Your instructions:
Return every line below as is, leaving out the pictures.

..........

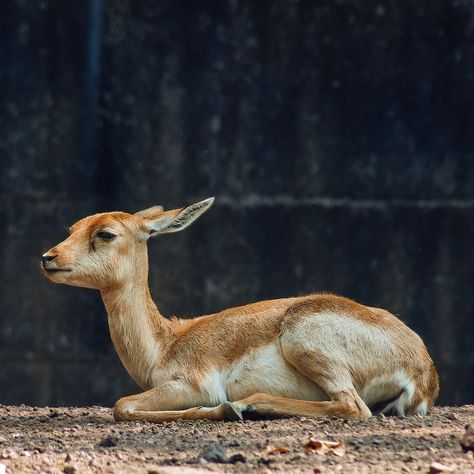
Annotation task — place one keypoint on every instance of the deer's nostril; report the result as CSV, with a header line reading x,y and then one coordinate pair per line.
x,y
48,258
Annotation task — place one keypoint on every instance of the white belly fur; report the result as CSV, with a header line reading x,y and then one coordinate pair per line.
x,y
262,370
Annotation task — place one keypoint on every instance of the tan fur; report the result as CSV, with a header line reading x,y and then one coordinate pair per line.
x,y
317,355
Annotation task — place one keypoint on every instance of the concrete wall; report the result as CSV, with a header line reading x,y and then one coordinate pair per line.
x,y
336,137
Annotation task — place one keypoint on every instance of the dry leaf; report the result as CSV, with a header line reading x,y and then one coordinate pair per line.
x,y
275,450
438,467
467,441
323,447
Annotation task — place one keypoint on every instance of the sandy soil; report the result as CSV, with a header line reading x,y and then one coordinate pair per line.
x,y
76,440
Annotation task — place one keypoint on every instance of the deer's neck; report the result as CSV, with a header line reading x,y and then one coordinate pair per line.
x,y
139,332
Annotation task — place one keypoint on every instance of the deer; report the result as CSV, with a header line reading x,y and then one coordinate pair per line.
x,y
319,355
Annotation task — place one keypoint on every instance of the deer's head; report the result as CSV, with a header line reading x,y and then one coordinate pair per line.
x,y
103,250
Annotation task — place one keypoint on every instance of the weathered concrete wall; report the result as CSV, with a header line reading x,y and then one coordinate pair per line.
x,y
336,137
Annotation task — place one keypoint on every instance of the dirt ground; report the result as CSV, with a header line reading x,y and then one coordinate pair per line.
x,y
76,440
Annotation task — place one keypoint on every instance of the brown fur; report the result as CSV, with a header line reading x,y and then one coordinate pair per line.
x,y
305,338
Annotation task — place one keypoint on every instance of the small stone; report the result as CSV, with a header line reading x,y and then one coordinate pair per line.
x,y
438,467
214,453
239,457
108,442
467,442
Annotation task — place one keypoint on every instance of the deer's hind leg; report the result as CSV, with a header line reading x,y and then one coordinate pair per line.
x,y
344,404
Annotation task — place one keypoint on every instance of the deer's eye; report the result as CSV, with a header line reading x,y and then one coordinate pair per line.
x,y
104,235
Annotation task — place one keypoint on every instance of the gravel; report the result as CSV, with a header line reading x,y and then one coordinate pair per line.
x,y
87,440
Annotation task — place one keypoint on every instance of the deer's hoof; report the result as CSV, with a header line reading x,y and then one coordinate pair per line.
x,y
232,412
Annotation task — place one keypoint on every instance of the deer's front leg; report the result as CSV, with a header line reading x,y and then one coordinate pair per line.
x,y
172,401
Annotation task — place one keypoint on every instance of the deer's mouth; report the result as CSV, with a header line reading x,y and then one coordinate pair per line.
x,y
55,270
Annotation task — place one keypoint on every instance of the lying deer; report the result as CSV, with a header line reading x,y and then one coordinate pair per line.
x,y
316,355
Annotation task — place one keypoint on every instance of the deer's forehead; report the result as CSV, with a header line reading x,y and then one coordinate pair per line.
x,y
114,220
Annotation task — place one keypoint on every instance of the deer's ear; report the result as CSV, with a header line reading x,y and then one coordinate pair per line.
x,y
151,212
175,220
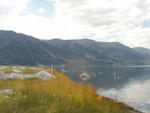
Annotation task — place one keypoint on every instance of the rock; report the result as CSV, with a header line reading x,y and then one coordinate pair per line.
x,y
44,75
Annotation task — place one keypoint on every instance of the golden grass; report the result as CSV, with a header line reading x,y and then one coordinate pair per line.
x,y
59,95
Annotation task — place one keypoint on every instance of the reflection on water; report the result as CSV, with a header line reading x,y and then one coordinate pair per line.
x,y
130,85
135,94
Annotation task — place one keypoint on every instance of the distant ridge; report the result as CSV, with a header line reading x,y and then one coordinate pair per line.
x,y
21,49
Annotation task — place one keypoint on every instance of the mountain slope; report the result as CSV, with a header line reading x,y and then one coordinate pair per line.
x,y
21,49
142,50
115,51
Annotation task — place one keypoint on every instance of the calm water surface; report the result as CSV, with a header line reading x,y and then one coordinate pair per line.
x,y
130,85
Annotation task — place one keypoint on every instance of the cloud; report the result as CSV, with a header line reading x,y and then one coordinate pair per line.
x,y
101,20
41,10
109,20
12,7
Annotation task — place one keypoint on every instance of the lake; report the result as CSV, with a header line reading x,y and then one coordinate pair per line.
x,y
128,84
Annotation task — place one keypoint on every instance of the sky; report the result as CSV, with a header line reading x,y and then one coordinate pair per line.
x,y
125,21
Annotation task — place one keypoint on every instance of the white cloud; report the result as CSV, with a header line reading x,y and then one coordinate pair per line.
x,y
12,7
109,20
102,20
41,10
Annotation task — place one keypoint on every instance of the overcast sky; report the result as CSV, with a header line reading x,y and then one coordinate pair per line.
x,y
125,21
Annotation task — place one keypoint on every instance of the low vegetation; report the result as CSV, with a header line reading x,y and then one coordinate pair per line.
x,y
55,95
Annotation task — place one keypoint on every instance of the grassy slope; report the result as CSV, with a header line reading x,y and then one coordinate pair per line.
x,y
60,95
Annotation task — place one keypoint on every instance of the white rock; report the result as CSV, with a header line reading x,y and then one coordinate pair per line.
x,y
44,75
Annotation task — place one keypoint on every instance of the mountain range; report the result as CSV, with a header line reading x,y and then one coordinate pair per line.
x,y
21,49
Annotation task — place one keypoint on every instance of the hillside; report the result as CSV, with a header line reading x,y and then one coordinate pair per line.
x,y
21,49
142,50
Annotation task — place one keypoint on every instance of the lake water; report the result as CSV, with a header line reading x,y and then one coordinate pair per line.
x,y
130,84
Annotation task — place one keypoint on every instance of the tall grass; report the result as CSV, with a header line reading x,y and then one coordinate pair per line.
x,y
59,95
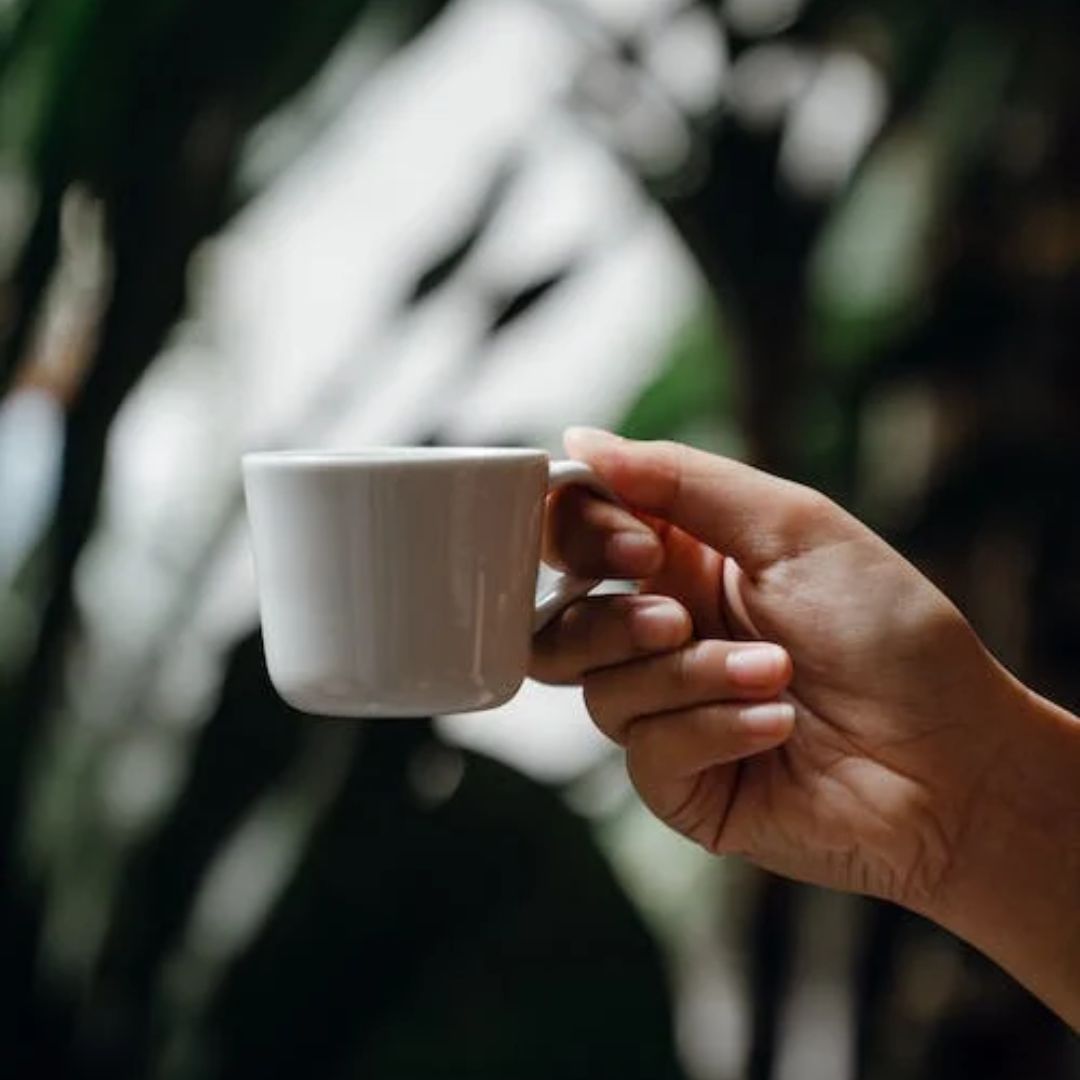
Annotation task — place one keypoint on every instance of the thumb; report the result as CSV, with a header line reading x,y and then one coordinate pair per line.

..........

Expected output:
Annotation task — place one keypoint on every instance of the deer's nostril; report the result as CSV, with a header line reading x,y and then one coordinate pair per line.
x,y
48,258
Annotation task — place one keypoint on every instance of the white belly fur; report the result as CSV, with a header line reading x,y and then one coordinate pair per line.
x,y
262,370
Annotation task — place one keypoint on every instance of the tan fur; report the result as CSV, with a header line reading x,y and then one coordinate pair per line.
x,y
317,355
Annotation task — place one keypoint on every instance of the concrete wall; report the result as CSV, with a header line reading x,y and then one coordinate pair per line.
x,y
336,137
Annotation task — place one keypoint on every instance of the dry leaf; report the result as CSV, with a header line reading x,y and then one coordinate pair per line.
x,y
275,450
438,467
467,441
323,447
Annotation task — place one keypoint on every instance of the sandy soil; report the result as CSV, with a header line reading x,y and then one coordinate pair per line.
x,y
76,440
Annotation task — place one keypoint on every instance of the deer's neck; report the result as CSV, with a header line reading x,y and then one coordinate pair per line.
x,y
139,332
Annotation task — place one keypoint on every instance of the deer; report the result as CSV, with a header line reading x,y and then one coordinate pair per line.
x,y
319,355
Annotation task — place one keypoint on every instance of the deer's head; report the result as CSV, with a header line reading x,y and then one coordinate pair per line.
x,y
103,250
Annotation task — place one keypoint on every instance of the weathered concrete wall; report the result as CSV, with a header line reading x,y and then one coordinate pair per line.
x,y
336,137
Annotation task — place one keypoint on every instance of the dirt ground; report the result as CSV, with a header line reading x,y and then one coordinate pair per line.
x,y
76,440
Annotation task — place one keypoint on every instance of the brown fur; report the result as CSV, with a header line reading x,y and then one coordinate pair per line.
x,y
305,338
Annotation task — place one keypoint on every instance of the small stone; report the result as CSV, with a header line reading x,y and then one coordinate pair per line.
x,y
438,467
214,453
239,457
108,442
467,442
Annotation task — place one keypoint on every instance of the deer's hind leg; report the result as CSV, with a header line reading x,y and then one coordinate pair per line.
x,y
344,404
Annotation task — place one keypoint on every instance of the deer's eye; report the result as CSV, with a header line reading x,y and then one coordinate pair per line.
x,y
104,235
Annotation task — place one keypoint on every instance of the gravel; report the result as CSV, with a header line reading x,y and then one coordinate pair per line.
x,y
87,440
Annotation task — place one keypoint on every instance of the deer's hoof; report the result as CSV, with a header line reading x,y and then one coordinate pair per line.
x,y
232,412
Annotation task — place one keypoint on every instance of the deer's front leg; report the result as CSV, with a header line reading x,y and then one coordinate pair per line.
x,y
172,401
Annotation task — place one keypoint on every instance of the deer's mouth; report the result as CSV, with a header line reading x,y and then one coordinate pair per line.
x,y
55,270
Annotation task — place one keypoint on every instance of the lying deer; report the result as CSV, with a header line reading x,y and then one coordinate pair per line.
x,y
316,355
Annotation task — place one keypoint on every instance of the deer's forehead; report the result as CSV, with a header line reading x,y and then one coordinate pair per line.
x,y
114,220
Annotation task — place one keypoint on every instance of the deer's ear; report the result as CSV, with a header line reading x,y and then one coordinate pair per line.
x,y
151,212
175,220
Annotation task — place one keypoint on every instance of the rock; report the result as CSV, with a header line reading x,y and then one coordinate pair per line.
x,y
44,75
Annotation task — place one keypoint on every instance of the golden grass; report the result as CSV, with a header line reading x,y and then one coordinate pair per line.
x,y
59,95
Annotation task — place one keypoint on every instance of the reflection on water; report the result as CSV, with a header line reading x,y and then one coordinate pair per line.
x,y
130,85
135,94
Annotation task — place one keypoint on every instance of the distant ridge; report the result as CSV, with a header line reading x,y and then one coordinate pair per line.
x,y
21,49
Annotation task — place one keypoint on every instance of the mountain slope; report the result as CSV, with a header line reading x,y and then one coordinate pair per line.
x,y
21,49
142,50
115,51
Annotation task — place one keypoint on every instance of the calm water surface; report the result as CSV, with a header line reading x,y and then one coordinate pair per line.
x,y
130,85
Annotation task — place one keypoint on every instance of the cloud; report the result as CSV, with a header line reading x,y and then one coordinate pair per line.
x,y
101,20
41,10
109,20
12,7
Annotation task — place one keypoint on every instance of the lake; report the result as CSV, with a header line reading x,y and then one coordinate pair per line.
x,y
128,84
Annotation task — place one keypoint on every instance of the sky; report the result as CSV, with a header line reading x,y and then one coordinate pair per line.
x,y
125,21
Annotation task — place one keypoint on every instance of the white cloud; report the result as CSV, with a header line reading x,y and then one coordinate pair per line.
x,y
12,7
109,20
102,20
41,10
Annotation task — place one keypoint on every instance of the overcast sky; report the result as CSV, with a header line reading x,y and then one coordinate pair per line.
x,y
125,21
Annotation task — place one keypoint on every instance of the low vegetation; report the result as CSV, with a header line reading x,y and then one coordinate pair per line.
x,y
55,95
Annotation task — place one keypoint on every instance of the grassy slope; report the result as CSV, with a header line reading x,y and then one coordinate pair per line.
x,y
60,95
Annotation task — place one keypoint on every instance of the white rock; report the result as CSV, with a header line reading x,y and then one coordinate pair per line.
x,y
44,75
Annotation task — place one keypoint on every instance of the mountain range; report the result as CSV, with a header line reading x,y and then one coordinate pair per line.
x,y
21,49
Annotation task — place one keypoint on every instance of the hillside; report the result as CSV, with a header line reading x,y and then one coordinate pair per line.
x,y
21,49
142,50
Annotation task — place one keypoint on every instance of the lake water; report the result as CSV, with a header line reading x,y and then one coordinate pair per line.
x,y
130,84
Annotation task — place one keypoint on every instance of the tall grass; report the result as CSV, with a header line reading x,y and then one coordinate pair per line.
x,y
59,95
Annotation task — place one keypoint on every instance of the thumb; report the result as CSV, with a header line reading x,y and then one coordinate pair per line.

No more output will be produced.